EXERCISE INSTRUCTIONS
Reproduce the entries exactly.

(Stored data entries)

= = = =

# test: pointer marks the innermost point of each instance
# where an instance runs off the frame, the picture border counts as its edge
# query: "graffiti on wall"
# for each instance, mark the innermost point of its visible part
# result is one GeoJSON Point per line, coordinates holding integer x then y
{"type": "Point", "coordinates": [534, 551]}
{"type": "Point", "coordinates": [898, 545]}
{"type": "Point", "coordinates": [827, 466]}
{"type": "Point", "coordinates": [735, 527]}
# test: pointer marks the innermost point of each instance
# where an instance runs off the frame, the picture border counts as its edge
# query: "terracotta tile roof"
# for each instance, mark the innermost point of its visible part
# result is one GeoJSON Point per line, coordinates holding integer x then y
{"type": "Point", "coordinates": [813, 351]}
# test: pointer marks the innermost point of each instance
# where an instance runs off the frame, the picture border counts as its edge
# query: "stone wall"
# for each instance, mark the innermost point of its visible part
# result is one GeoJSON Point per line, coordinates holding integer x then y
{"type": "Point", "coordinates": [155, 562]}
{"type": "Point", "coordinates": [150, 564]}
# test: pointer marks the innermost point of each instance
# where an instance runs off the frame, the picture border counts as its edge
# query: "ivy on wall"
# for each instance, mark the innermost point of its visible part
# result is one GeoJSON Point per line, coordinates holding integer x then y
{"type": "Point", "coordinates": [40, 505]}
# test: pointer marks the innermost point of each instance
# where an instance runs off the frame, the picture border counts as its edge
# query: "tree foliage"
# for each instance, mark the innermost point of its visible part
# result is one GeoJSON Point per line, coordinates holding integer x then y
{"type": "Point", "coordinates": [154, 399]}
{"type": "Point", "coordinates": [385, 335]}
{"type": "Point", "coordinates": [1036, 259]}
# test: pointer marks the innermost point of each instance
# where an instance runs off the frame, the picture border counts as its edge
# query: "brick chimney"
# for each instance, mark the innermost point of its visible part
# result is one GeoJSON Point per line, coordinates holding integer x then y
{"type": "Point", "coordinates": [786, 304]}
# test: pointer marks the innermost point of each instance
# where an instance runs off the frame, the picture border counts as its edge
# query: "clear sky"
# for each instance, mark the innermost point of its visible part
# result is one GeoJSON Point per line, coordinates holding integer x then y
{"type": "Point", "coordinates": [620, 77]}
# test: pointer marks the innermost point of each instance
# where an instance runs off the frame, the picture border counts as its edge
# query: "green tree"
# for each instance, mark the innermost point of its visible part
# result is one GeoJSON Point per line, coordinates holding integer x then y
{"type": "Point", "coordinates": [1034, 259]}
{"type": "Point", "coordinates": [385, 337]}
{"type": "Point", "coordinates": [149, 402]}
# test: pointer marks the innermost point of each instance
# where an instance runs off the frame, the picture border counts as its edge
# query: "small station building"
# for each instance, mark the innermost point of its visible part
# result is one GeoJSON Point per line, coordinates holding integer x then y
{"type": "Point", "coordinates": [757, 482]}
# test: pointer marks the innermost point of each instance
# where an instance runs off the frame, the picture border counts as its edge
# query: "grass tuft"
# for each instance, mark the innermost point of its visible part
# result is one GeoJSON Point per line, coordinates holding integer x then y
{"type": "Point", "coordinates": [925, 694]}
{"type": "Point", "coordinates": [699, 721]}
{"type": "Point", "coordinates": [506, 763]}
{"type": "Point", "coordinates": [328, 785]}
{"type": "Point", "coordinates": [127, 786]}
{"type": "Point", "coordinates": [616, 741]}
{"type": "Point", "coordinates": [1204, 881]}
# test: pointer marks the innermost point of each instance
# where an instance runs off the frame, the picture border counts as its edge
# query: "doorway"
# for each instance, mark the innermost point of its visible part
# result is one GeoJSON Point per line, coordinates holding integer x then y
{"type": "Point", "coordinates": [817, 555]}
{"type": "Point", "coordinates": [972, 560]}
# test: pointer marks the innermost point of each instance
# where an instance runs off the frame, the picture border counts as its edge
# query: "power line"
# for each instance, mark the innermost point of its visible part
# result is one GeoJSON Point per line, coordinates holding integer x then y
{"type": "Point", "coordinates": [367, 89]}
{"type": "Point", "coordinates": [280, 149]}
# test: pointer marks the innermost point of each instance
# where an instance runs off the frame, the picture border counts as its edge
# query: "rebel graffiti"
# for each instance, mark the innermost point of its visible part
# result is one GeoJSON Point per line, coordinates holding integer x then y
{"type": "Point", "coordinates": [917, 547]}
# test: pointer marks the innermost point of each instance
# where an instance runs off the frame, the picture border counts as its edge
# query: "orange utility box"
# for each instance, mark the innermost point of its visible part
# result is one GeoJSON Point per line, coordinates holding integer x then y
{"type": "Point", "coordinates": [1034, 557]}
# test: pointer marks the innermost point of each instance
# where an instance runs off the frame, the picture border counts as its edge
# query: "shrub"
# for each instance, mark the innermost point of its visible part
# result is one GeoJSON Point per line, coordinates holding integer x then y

= = = =

SOLUTION TO THE EXERCISE
# test: pointer marks the innermost point of each instance
# where an instance runs off the frame, the picture border counts as its edge
# query: "graffiti on wall"
# for each instance, mark the innermost point of its visible part
# result is one GeoJSON Point per line, coordinates holding integer x then y
{"type": "Point", "coordinates": [534, 551]}
{"type": "Point", "coordinates": [898, 545]}
{"type": "Point", "coordinates": [827, 466]}
{"type": "Point", "coordinates": [735, 527]}
# test: pointer marks the innermost point of each instance
# where an instance runs off the frame, the picture border counts as its edge
# query: "terracotta tile roof"
# for each instance, mark the innermost point of its visible part
# result is one GeoJSON Point per line, coordinates holding integer x then y
{"type": "Point", "coordinates": [813, 351]}
# test: pointer marks the innermost point of each instance
# where an instance runs off the frame, the picture border counts as its edge
# query: "stone wall"
# for each instance, mark the innermost point of its visible part
# result is one GeoJSON Point per line, coordinates holding integer x then y
{"type": "Point", "coordinates": [155, 562]}
{"type": "Point", "coordinates": [150, 564]}
# test: pointer marks the innermost point of each instance
# where an instance runs off the frame, the picture border counts as its edge
# query: "ivy on wall"
# for each instance, mark the innermost point of its visible part
# result is one GeoJSON Point per line, coordinates holding integer x then y
{"type": "Point", "coordinates": [40, 505]}
# test: pointer marks the innermost point of each instance
# where an instance runs off the frame, the picture border counts as its edge
# query: "tree foliage"
# for each instance, mark the innermost point of its visible part
# result is one GeoJSON Point per line, coordinates holding integer x then y
{"type": "Point", "coordinates": [154, 399]}
{"type": "Point", "coordinates": [385, 335]}
{"type": "Point", "coordinates": [1036, 259]}
# test: pointer marks the innermost point of each instance
# where an instance runs off the frame, the picture border counts as its edge
# query: "brick chimney"
# for each instance, mark the innermost point of its visible part
# result is one GeoJSON Point per line, coordinates holding integer x then y
{"type": "Point", "coordinates": [786, 304]}
# test: pointer marks the innermost point of each instance
# where an instance runs off the frame, the picture border counts as its edge
# query: "clear sky"
# for each instance, mark the innermost point of its visible part
# result is one GeoJSON Point per line, coordinates holding integer x then y
{"type": "Point", "coordinates": [620, 77]}
# test: pointer marks the innermost point of each instance
# where an instance runs off the frame, the picture border counts as its edge
# query: "green tree"
# for each instance, mark the innermost point of its visible part
# result is one GeoJSON Point per line, coordinates holding integer x then y
{"type": "Point", "coordinates": [1034, 259]}
{"type": "Point", "coordinates": [385, 337]}
{"type": "Point", "coordinates": [149, 402]}
# test: pointer marks the innermost point of each instance
# where an instance runs off the frame, the picture border counts as its edge
# query: "small station building"
# for each instance, mark the innermost point of its visible part
# result is one GeoJSON Point per line, coordinates holding integer x then y
{"type": "Point", "coordinates": [757, 482]}
# test: pointer marks the innermost point of each instance
# where an instance runs off the frame, the picture border counts as its edge
# query: "grass tuft"
# for each instance, mark the innermost point of its visible part
# result is one GeoJSON Point per line, coordinates holding integer x then y
{"type": "Point", "coordinates": [925, 694]}
{"type": "Point", "coordinates": [699, 721]}
{"type": "Point", "coordinates": [506, 763]}
{"type": "Point", "coordinates": [328, 785]}
{"type": "Point", "coordinates": [127, 786]}
{"type": "Point", "coordinates": [616, 741]}
{"type": "Point", "coordinates": [1204, 881]}
# test: pointer marks the innermost point of each instance
# where an instance runs off the frame, the picture border counts as its edge
# query: "doorway"
# for each instance, mark the innermost point of its visible part
# result is one GeoJSON Point per line, coordinates holding integer x then y
{"type": "Point", "coordinates": [817, 555]}
{"type": "Point", "coordinates": [972, 560]}
# test: pointer marks the innermost point of each instance
# where an instance runs off the frame, the picture border counts as its edge
# query: "power line"
# for each instance, mark the innermost point of its visible part
# result is one GeoJSON Point per line, coordinates holding integer x then y
{"type": "Point", "coordinates": [367, 89]}
{"type": "Point", "coordinates": [280, 149]}
# test: pointer marks the innermost point of each instance
# where an instance runs off the frame, the picture border counts as its edge
# query: "rebel graffiti"
# for each instance, mark the innermost point of its visible part
# result is one GeoJSON Point per line, coordinates holding integer x then y
{"type": "Point", "coordinates": [917, 547]}
# test: pointer marks the innermost point of each instance
# where an instance runs off the frame, the picture border counts as its edge
# query: "orange utility box"
# for each instance, mark the innermost point of its visible part
# result is one GeoJSON Point per line, coordinates holding integer x then y
{"type": "Point", "coordinates": [1034, 557]}
# test: pointer marks the innermost point of each instance
# where an instance runs off the frame, the picture border counts as its edge
# query: "shrub"
# for each instance, mark the innermost point of its visible part
# result is one GeoJSON Point per line, coordinates holding integer x then y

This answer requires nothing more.